## 課題 1:
次の5374.jpに関する文章を二文で要約せよ。
## 課題 2:
次の一覧から、文字列「deer」を含む行をすべて選び、一行ずつ書き写せ。

可燃ごみの日、資源ごみの日、粗大ごみの日――そのぐらいなら記憶できるが、分別の細分化が進んでいる現在、ごみの出し方を完全にマスターするのは至難の業だ。対策としては年に1度配られる「ごみ出しカレンダー」を部屋に貼りだすのが一般的だが、なくしてしまえばそれまで。ウェブサイトでも確認できるが、市町村のサイトにアクセスし、該当するページを探し、自分の住むエリアを選んで、とそれなりに手間がかかる。さらに、いざごみを出そうとすると、「これは可燃?不燃?」と判別に困るものも少なくない。
このちょっとした、しかし深刻な悩みを解決してくれるのがスマートフォンのブラウザーで使うウェブアプリ「5374(ごみなし).jp」だ。制作し、運用しているのは企業でも自治体でもなく、全国のボランティアたち。ソフトウェアに関する知識や技術のある人たちが、自主的に集まって地域の日常生活にひそむ様々な課題を解決する「シビックハック」あるいは「シビックテック」と呼ばれる動きを象徴する事例のひとつとなっている。
5374.jpを開くと、明日が可燃ごみ、明後日は資源ごみ、といったように、その日を基準にしていつ、どのごみをいつ出せばいいのかシンプルに教えてくれる。さらに「可燃ごみ」「資源ごみ」と表示されている部分をタップすると、そのカテゴリーに含まれるごみの種類を細かく教えてくれる。
5374.jpを最初に開発したのは、石川県金沢市のグループ「Code for Kanazawa(コード・フォー・カナザワ)」。代表を務める福島健一郎は、ソフトウエア・電機関連大手に勤務の後、金沢市で起業。現在はIT企業を経営しながら、シビックテックの活動にも力を注いでいる。
福島がシビックテックに参加するようになったきっかけは、米国のグループが開発したあるウェブアプリだった。それは、地域の消火栓の位置を地図上に落としこんだ「消火栓マップ」。一見、それは消防関係者のみに必要なもののように思える。しかし、その地域は降雪地帯であり、冬季には消火栓がすぐに見つからない、あるいは雪に埋もれてすぐ使えない、という事態が発生している。これを市民の手で可視化し、さらに普段からこれを意識して、近くに住む住民が埋もれないように工夫したりする行動を促そうというものだ。

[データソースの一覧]

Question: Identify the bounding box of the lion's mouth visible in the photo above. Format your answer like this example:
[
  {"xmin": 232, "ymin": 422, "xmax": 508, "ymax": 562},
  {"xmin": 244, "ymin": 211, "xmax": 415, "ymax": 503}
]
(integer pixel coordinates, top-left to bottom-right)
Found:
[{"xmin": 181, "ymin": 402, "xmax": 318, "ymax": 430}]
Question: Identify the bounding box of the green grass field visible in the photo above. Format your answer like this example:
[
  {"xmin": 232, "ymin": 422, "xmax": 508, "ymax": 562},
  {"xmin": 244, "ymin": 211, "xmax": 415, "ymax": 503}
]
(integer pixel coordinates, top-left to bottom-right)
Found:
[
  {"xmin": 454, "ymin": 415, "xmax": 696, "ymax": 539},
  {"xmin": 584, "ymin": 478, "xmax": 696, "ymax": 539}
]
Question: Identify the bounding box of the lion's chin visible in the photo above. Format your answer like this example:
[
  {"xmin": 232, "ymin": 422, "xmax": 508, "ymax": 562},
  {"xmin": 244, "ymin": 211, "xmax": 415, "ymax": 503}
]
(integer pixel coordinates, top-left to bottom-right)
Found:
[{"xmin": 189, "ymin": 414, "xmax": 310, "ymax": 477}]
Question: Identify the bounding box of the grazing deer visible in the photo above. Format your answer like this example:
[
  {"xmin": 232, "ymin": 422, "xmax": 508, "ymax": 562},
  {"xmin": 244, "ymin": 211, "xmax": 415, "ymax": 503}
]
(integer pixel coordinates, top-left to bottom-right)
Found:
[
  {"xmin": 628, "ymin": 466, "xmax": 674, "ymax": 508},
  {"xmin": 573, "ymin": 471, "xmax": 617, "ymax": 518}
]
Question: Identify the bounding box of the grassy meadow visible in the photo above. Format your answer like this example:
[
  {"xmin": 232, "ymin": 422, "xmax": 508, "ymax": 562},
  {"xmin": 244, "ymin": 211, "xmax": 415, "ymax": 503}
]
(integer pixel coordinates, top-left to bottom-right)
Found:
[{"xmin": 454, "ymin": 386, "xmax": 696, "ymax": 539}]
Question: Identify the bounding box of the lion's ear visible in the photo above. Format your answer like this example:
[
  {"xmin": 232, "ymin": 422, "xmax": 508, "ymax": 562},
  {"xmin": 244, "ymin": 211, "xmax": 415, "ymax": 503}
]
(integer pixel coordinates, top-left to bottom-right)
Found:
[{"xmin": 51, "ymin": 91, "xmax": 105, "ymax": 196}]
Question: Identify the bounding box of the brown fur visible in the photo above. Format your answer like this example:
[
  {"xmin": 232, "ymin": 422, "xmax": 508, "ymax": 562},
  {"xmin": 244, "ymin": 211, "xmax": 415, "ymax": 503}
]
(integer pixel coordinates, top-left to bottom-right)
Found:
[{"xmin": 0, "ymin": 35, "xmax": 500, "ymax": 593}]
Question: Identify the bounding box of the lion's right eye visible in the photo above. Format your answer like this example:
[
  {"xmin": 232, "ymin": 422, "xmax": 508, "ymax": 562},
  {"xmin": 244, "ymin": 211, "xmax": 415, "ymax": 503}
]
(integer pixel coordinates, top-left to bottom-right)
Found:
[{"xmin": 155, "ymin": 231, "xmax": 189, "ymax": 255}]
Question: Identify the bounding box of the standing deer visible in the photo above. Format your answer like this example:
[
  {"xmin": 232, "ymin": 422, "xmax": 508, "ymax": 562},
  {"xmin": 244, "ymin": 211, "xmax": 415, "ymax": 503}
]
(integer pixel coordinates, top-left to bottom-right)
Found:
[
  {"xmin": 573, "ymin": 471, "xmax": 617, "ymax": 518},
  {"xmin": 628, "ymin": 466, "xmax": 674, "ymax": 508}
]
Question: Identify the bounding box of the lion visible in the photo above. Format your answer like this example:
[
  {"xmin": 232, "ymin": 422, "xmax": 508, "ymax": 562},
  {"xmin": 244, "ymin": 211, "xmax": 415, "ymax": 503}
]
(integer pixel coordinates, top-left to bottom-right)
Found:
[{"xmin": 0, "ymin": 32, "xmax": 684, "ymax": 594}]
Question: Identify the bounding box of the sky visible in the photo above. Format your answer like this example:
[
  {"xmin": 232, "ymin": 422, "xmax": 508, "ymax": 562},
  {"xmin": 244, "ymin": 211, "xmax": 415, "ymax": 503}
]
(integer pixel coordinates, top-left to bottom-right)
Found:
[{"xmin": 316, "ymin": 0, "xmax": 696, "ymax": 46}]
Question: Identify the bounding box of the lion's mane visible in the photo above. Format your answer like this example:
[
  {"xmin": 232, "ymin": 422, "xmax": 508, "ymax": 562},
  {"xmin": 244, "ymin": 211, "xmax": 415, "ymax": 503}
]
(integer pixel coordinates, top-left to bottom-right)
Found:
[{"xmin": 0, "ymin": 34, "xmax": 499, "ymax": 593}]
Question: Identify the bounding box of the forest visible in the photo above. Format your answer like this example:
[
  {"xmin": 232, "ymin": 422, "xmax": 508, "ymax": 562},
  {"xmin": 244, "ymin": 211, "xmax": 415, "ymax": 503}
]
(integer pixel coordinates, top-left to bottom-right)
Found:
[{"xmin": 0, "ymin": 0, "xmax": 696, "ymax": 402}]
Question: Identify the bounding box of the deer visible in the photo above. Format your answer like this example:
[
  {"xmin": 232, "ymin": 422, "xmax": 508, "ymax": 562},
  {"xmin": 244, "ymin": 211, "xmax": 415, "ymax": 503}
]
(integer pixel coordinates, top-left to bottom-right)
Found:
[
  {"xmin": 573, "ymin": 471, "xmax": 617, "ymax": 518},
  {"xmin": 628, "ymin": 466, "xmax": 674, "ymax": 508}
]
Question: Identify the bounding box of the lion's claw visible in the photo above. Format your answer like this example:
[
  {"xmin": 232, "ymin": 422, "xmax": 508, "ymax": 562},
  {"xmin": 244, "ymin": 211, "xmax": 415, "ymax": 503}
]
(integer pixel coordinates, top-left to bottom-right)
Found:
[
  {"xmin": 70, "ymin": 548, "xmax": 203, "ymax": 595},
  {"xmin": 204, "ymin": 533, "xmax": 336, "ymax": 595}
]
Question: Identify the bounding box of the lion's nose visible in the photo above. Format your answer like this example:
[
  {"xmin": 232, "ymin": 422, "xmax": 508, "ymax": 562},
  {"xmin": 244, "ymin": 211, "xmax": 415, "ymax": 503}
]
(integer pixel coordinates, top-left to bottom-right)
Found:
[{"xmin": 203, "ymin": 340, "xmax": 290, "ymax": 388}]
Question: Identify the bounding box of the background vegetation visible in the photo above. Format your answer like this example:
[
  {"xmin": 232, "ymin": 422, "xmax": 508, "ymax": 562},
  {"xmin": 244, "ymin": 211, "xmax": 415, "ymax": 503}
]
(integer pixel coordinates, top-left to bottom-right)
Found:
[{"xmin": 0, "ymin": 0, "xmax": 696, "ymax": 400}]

## 解答全文 1:
5374.jpは、その日を基準にいつどのごみを出せばよいかを示し、各カテゴリーに含まれるごみの種類も教えてくれるスマートフォンのブラウザー用ウェブアプリで、企業でも自治体でもなく全国のボランティアが制作・運用している。最初に開発したのは金沢市のグループCode for Kanazawaで、代表の福島健一郎は、米国のグループが開発した「消火栓マップ」をきっかけにシビックテックに参加するようになった。

## 解答全文 2:
Question: Identify the bounding box of the grazing deer visible in the photo above. Format your answer like this example:
Question: Identify the bounding box of the standing deer visible in the photo above. Format your answer like this example:
Question: Identify the bounding box of the deer visible in the photo above. Format your answer like this example:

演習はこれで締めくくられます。